> TEXTE SOURCE:
┄┄┄┄┄┄
À court de financement, les producteurs ne parviennent plus à payer leurs équipes. Et se voient dans l’obligation d’annuler la quatrième émission. L’enthousiasme de la première saison réussie au Gabon retombe. Le plateau technique installé à Dakar est démonté… On cherche un point de chute, que l’on croit trouver à Libreville. Les candidats et le staff partent pour le Gabon. Pour maintenir la flamme, ils suivent des cours de chant avec Pierre Akendengue, l’icône nationale. Mais, hélas, les discussions avec l’État gabonais n’aboutissent pas.

Jusqu’à ce qu’Asalfo, le lead vocal de Magic System, trouve une issue favorable. Il approche son ami Charles Blé Goudé, le leader des Jeunes patriotes reconverti dans les affaires avec sa société Leader’s Team Associated. Ce proche du pouvoir ivoirien, passionné de musique, obtient l’appui du président Laurent Gbagbo.

Toute l’équipe débarque alors à Yamoussoukro pour réaliser les trois derniers primes. Les candidats se remettent au travail avec un nouveau professeur de chant, la belle Annabelle Abass. La production reprend tout de zéro avec des techniciens nigérians, français et ivoiriens, un chef-opérateur sud-africain… La mayonnaise a un peu de mal à prendre et l’émission de reprise débute avec deux heures de retard. Qu’importe, le rappeur Billy Billy et le duo Yodé & Siro sont venus prêter main-forte aux jeunes talents. Ce soir-là, il se passe incontestablement quelque chose entre la candidate togolaise Foly Nedy et le Congolais (RD Congo) Isso au cours de leur interprétation de Savoir aimer, de Florent Pagny. Un beau souvenir, comme celui de la reprise du célèbre titre Malaïka, de la défunte Miriam Makeba, par le duo du Malien Toumani et de l’Ivoirienne Nuella.
┄┄┄┄┄┄
> DONNÉES FOURNIES:

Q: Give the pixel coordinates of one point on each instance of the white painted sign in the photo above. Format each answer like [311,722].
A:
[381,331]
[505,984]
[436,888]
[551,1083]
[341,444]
┄┄┄┄┄┄
> TRAVAIL À RÉALISER:
Modifiez le passage du texte source qui va de « Toute l’équipe débarque » jusqu'à « de l’Ivoirienne Nuella. » en remplaçant « Yamoussoukro » par « Abidjan ». Donnez le passage ainsi modifié.

> CORRIGÉ:
Toute l’équipe débarque alors à Abidjan pour réaliser les trois derniers primes. Les candidats se remettent au travail avec un nouveau professeur de chant, la belle Annabelle Abass. La production reprend tout de zéro avec des techniciens nigérians, français et ivoiriens, un chef-opérateur sud-africain… La mayonnaise a un peu de mal à prendre et l’émission de reprise débute avec deux heures de retard. Qu’importe, le rappeur Billy Billy et le duo Yodé & Siro sont venus prêter main-forte aux jeunes talents. Ce soir-là, il se passe incontestablement quelque chose entre la candidate togolaise Foly Nedy et le Congolais (RD Congo) Isso au cours de leur interprétation de Savoir aimer, de Florent Pagny. Un beau souvenir, comme celui de la reprise du célèbre titre Malaïka, de la défunte Miriam Makeba, par le duo du Malien Toumani et de l’Ivoirienne Nuella.